Reading passage:
-------

Comparing one URI to another turns out to be a commonly desired feature. Browsers look up cached pages based on URI comparison. If I click a link to bookmark in delicious.com, I'd like it to be bookmarked only once and if I've already bookmarked it, bring up that page so I can see what I tagged it with and when. Outside of http URIs, I'd still like to know if I'm already subscribed to an XMPP user, etc.
Comparison is harder than it sounds, but you already know that if you've dealt with any code requiring canonicalization, conversion or encoding. If a link in a Web page contains a space, at some point my browser has to convert that space to %20 to use in an HTTP request. Should the browser do that conversion before or after looking up the URL in the cache? Should delicious.com bookmark the URL with the space or the one that's used in HTTP requests? This is the tip of a very large iceberg that potentially includes all of internationalization and Unicode. Be very clear on what character set is used by each part of a URI, and if it's all ASCII, say so.
Case sensitivity is a frequent issue. Be very clear on which parts of the URI are case sensitive.
For new URIs, giving options makes the comparison job much harder. Let's say a new URI scheme needed to include a country designation: it seems nice to let users put a two-letter country code, a three-letter country code, a TLD or a OID in there. Only now one needs a horrid table to convert and compare these, and string comparison is no longer enough.
Optional syntaxes are similarly difficult; even allowing for '/' vs '\' can lead to error.
When the URI form is an alternate form for an identifier that already exists, now the URI may have to be comparable to something that's not a URI. For example, both IRI and URN forms exist for ISO OIDs. Don't they need to be compared to each other?
Can the URI form have query syntax? Is that part of the comparison or is that stripped off first? In HTTP URIs if I stripped off the query syntax I'd retrieve quite a different resource, but in some URI forms, the query syntax is used to carry information other than resource-identifying information. For example, can I compare two mailto URIs that have the same mail address, even if one of them has a query part with "?subject=Hey%20There"?
Can the URI form contain multiple values? The SMS URI definition had to include text on comparison when multiple SMS addresses were packed into the same URI. Does order matter to comparison?
Frequently URI schemes need to avoid collisions, so that there isn't an attempt to give two different things the same identifier. The problem here is delegating the ability to create new URIs, while still avoiding collisions. The major fallback here is the DNS: URIs that contain a domain name, where the resource being named belongs to that domain, effectively delegate the uniqueness concern to that domain holder.

-------

Data provided:
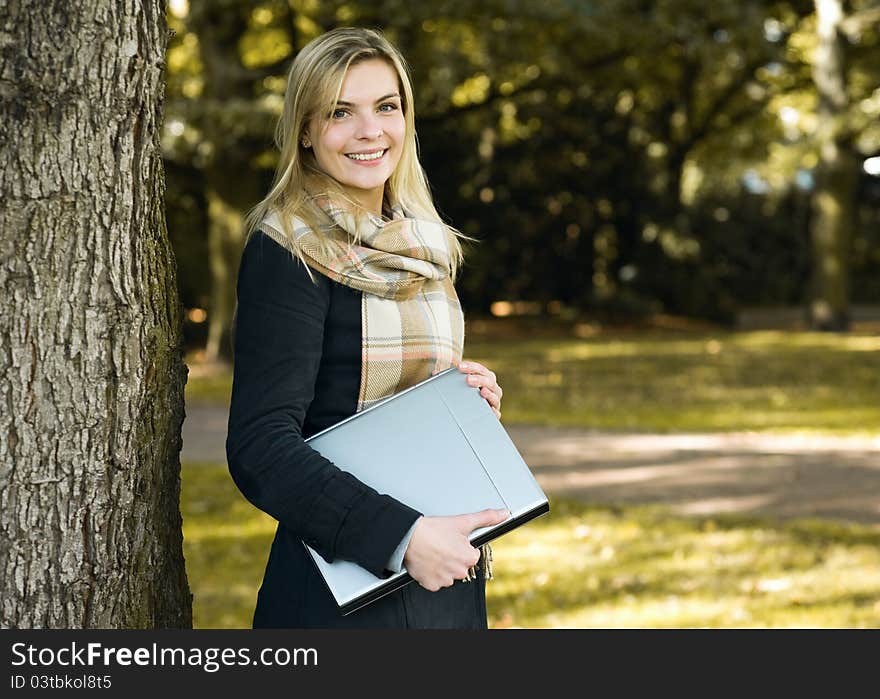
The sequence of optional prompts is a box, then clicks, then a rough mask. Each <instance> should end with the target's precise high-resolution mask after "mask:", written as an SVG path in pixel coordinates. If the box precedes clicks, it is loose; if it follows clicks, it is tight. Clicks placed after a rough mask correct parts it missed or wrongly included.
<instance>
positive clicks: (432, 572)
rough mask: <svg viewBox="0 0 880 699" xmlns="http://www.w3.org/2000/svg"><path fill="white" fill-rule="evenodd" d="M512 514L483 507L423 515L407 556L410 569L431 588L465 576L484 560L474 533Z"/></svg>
mask: <svg viewBox="0 0 880 699" xmlns="http://www.w3.org/2000/svg"><path fill="white" fill-rule="evenodd" d="M508 516H509V513H508V512H507V510H482V511H480V512H473V513H471V514H466V515H457V516H455V517H420V518H419V519H418V521H417V522H416V528H415V529H414V530H413V535H412V537H411V538H410V540H409V545H408V546H407V547H406V554H404V556H403V564H404V565H405V566H406V570H407V572H408V573H409V574H410V575H411V576H412V577H413V579H414V580H415V581H416V582H417V583H419V585H421V586H422V587H424V588H425V589H426V590H429V591H430V592H437V590H439V589H440V588H441V587H449V586H450V585H452V584H453V583H454V582H455V581H456V580H463V579H464V578H466V577H467V574H468V568H470V567H471V566H473V565H476V564H477V561H479V560H480V551H479V550H478V549H476V548H474V547H473V546H471V542H470V540H469V538H468V537H469V535H470V533H471V532H472V531H474V529H479V528H480V527H489V526H492V525H493V524H501V522H503V521H504V520H506V519H507V518H508Z"/></svg>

-------

Problem set:
1) Summarize the text on comparing URIs in two sentences.
2) Print the part of the text on comparing URIs that opens with the words containing "For new URIs, giving" and closes with "to each other?".
The records have nothing to do with this work.

Answers provided:
1) Comparing URIs is a commonly desired feature, but it is harder than it sounds because of character sets, case sensitivity, options and optional syntaxes, alternate forms of existing identifiers, query syntax, and multiple values. URI schemes also need to avoid collisions, and the major fallback is the DNS, which delegates the uniqueness concern to the domain holder.

2)
For new URIs, giving options makes the comparison job much harder. Let's say a new URI scheme needed to include a country designation: it seems nice to let users put a two-letter country code, a three-letter country code, a TLD or a OID in there. Only now one needs a horrid table to convert and compare these, and string comparison is no longer enough.
Optional syntaxes are similarly difficult; even allowing for '/' vs '\' can lead to error.
When the URI form is an alternate form for an identifier that already exists, now the URI may have to be comparable to something that's not a URI. For example, both IRI and URN forms exist for ISO OIDs. Don't they need to be compared to each other?